**EXCERPT PROVIDED:**
= = =

When Michigan State University artist Adam Brown learned of a type of bacteria, Cupriavidus metallidurans, that can extract pure gold from the toxic solution gold chloride (a totally artificial salt), he hurried to an expert colleague, microbiologist Kazem Kashefi, with a question: “Is it possible to make enough gold to put in the palm of my hand?” Brown merely wanted to satisfy his intellectual and artistic curiosity, inspired by the gold-tinted roots of alchemy, the precursor of modern chemistry.
Soon thereafter, Kashefi and Brown set to work designing a half-experiment, half-art-exhibit that exposes C. metallidurans to gold chloride in a hydrogen-gas-rich atmosphere that serves as a source of food. Over the course of a week, the bacteria gradually strip-mined the toxic liquid, leaving flecks of pure 24-karat gold behind.
The inefficient technique won’t supplant traditional mining, but the idea of using microbes as production facilities for a range of rare and difficult-to-produce materials has been gaining traction over the past several years.
OTHER MICROBIAL FACTORIES IN THE WORKS
Escherichia coli, or E. coli, is being used by University of Washington chemical engineer James Carothers to produce a chemical precursor of pristinamycin, an antibiotic used to treat staph infections. The microbial method could reduce the chemical-processing steps usually necessary to make the drug, potentially lowering the cost. Real-world deployment is at least five years out.

= = =

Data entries
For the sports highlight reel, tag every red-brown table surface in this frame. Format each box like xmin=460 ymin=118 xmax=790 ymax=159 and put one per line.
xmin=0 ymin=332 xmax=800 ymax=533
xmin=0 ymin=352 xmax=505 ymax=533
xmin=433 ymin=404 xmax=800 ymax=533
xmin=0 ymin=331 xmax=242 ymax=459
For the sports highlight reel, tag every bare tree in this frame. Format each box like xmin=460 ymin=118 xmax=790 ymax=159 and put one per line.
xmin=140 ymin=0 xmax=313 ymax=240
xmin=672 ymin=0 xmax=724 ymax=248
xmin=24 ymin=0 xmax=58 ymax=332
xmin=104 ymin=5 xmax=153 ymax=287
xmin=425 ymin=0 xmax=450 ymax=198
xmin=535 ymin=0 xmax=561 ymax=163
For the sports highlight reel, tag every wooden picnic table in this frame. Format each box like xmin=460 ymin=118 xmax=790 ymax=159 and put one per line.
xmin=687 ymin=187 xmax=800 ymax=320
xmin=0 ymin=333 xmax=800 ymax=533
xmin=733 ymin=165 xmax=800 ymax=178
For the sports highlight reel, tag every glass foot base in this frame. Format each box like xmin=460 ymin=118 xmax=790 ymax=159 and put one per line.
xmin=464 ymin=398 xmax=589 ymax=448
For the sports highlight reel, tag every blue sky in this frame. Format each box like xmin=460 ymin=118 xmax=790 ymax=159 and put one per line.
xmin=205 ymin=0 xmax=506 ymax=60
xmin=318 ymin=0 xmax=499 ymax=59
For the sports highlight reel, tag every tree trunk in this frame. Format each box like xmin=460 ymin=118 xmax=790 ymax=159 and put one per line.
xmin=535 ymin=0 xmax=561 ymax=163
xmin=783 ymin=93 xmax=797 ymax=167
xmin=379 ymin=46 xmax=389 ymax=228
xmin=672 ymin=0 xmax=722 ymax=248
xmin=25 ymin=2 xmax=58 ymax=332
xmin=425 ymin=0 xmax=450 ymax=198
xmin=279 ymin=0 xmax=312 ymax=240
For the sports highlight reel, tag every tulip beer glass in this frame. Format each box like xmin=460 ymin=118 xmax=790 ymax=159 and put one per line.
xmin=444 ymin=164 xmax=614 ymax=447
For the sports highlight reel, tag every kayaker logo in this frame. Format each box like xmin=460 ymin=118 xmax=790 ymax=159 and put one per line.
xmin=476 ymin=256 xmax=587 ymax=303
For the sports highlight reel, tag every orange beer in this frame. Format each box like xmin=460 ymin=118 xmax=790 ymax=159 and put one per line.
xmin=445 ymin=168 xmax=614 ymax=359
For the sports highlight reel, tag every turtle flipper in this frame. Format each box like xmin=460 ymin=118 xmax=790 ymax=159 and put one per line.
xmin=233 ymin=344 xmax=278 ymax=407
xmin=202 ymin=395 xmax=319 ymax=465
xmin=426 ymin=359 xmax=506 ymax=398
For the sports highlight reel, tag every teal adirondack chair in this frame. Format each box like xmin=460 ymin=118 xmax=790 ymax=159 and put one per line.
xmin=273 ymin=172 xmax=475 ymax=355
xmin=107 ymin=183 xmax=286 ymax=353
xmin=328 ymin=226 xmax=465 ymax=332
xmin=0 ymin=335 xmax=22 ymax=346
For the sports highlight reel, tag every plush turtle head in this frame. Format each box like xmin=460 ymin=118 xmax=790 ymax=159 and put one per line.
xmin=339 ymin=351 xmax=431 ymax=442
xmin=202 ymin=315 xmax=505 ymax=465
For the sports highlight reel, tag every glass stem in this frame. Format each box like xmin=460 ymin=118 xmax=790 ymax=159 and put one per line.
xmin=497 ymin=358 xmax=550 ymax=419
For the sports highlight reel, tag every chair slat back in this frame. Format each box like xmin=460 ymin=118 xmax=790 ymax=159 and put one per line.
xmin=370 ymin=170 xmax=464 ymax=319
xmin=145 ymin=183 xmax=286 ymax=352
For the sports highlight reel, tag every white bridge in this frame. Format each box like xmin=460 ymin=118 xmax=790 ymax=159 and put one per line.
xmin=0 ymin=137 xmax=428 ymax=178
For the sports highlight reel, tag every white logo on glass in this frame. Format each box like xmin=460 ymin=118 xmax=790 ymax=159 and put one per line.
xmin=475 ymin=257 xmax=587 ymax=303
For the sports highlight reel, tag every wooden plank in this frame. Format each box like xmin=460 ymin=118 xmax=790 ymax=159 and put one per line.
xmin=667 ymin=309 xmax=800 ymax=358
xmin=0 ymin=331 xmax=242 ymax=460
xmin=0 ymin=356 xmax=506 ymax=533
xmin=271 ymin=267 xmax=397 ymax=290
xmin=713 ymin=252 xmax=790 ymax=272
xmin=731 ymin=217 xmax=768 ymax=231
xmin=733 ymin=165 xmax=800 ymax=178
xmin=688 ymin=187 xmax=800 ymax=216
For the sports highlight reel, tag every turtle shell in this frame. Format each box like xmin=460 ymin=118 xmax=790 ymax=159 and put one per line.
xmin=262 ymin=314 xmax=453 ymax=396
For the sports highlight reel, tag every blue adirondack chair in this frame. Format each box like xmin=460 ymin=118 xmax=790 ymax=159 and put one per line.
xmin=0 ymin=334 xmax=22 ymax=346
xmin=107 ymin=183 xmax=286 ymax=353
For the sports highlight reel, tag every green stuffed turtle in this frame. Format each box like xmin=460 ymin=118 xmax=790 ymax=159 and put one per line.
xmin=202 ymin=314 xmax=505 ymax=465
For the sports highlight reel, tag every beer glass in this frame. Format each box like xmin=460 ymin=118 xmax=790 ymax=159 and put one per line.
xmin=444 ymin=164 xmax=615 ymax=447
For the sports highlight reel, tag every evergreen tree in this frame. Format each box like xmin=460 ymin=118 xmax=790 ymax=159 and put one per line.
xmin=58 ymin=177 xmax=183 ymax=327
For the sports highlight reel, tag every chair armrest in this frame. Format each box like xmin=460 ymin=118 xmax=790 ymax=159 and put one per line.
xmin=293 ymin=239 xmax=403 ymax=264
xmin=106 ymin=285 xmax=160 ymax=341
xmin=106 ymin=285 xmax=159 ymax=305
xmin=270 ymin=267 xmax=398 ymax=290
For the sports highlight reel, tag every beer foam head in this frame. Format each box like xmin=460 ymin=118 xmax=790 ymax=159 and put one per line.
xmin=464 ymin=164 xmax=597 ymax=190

= = =

**ACTIVITY LIST:**
1 - According to the article on gold-producing bacteria, how long did C. metallidurans take to leave flecks of gold behind?
2 - Carry on the article about microbes as production facilities from where it stops.

**TASK-BY-TASK ANSWERS:**
1 - Over the course of a week.

2 -
Saccharomyces cerevisiae.
Biologist Jay Keasling of the University of California in Berkeley has shown how this species of yeast can be engineered to produce artemisinic acid, a key chemical compound in anti-malaria drugs, normally extracted from the wormwood tree. Limited supply has driven up the cost of the drug, but now pharmaceutical giant Sanofi-Aventis has licensed the technology to use S. cerevisiae for mass production.
Methanobacterium palustre.
Apply electric current to this microbe, and you produce pure methane, according to microbiologist Bruce Logan of Pennsylvania State University. Increasingly, methane is being mined through controversial methods like fracking, but with Logan’s technique, we could achieve green production of methane gas to power our appliances and heat our homes.
Across a range of applications, microbial factories just might introduce efficiencies that the Industrial Revolution never could achieve. “There’s a lot of promise in the approach,” Logan says.